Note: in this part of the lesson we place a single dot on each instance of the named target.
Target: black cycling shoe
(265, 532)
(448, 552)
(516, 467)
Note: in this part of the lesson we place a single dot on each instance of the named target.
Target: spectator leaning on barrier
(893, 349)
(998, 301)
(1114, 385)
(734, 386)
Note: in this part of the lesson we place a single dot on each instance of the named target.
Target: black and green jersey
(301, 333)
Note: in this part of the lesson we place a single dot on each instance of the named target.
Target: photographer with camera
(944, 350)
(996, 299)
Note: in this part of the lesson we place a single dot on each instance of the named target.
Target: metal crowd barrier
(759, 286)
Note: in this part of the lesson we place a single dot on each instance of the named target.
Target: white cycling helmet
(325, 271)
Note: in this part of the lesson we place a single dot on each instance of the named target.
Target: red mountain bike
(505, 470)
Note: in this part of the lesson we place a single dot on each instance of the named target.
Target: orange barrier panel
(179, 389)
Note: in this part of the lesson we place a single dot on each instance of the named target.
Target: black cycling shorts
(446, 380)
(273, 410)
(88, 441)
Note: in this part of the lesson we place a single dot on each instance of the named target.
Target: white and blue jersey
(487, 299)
··········
## Written request
Reproduce each record exactly, leaving nothing out.

## Output of the exercise
Note: in this part of the lesson we place a single dot on each instance of the named target.
Target: black cycling shoe
(265, 532)
(448, 552)
(516, 467)
Note: in this part of the lesson we place a single dot on each instance of the named target.
Target: spectator leaning on barrier
(893, 349)
(998, 301)
(1114, 385)
(734, 386)
Note: in this part of the lesson we place a single dot on each instance of the named target.
Target: black and green jersey
(301, 333)
Note: in this part of the lesson we place a single dot on each instance of the named target.
Target: photographer with camera
(944, 350)
(996, 299)
Note: in this part of the lesson we place a single dot on each instance of the named target.
Target: metal crowd barrier
(759, 286)
Note: in this part of the lesson we place a single dot on each instance of the named target.
Target: white cycling helmet
(325, 271)
Note: in this part of the lesson we place a single dot on each instance of the named target.
Target: red mountain bike
(505, 470)
Note: in this part of the lesson we place a single dot on each instance of the named target.
Target: orange barrier panel
(179, 389)
Note: in this part of the lesson we place a single dot on each instance of the named target.
Target: black cycling shorts
(446, 380)
(273, 410)
(88, 441)
Note: in this part of the lesson we place a single dot on each instance of the named target.
Target: white and blue jersey
(487, 299)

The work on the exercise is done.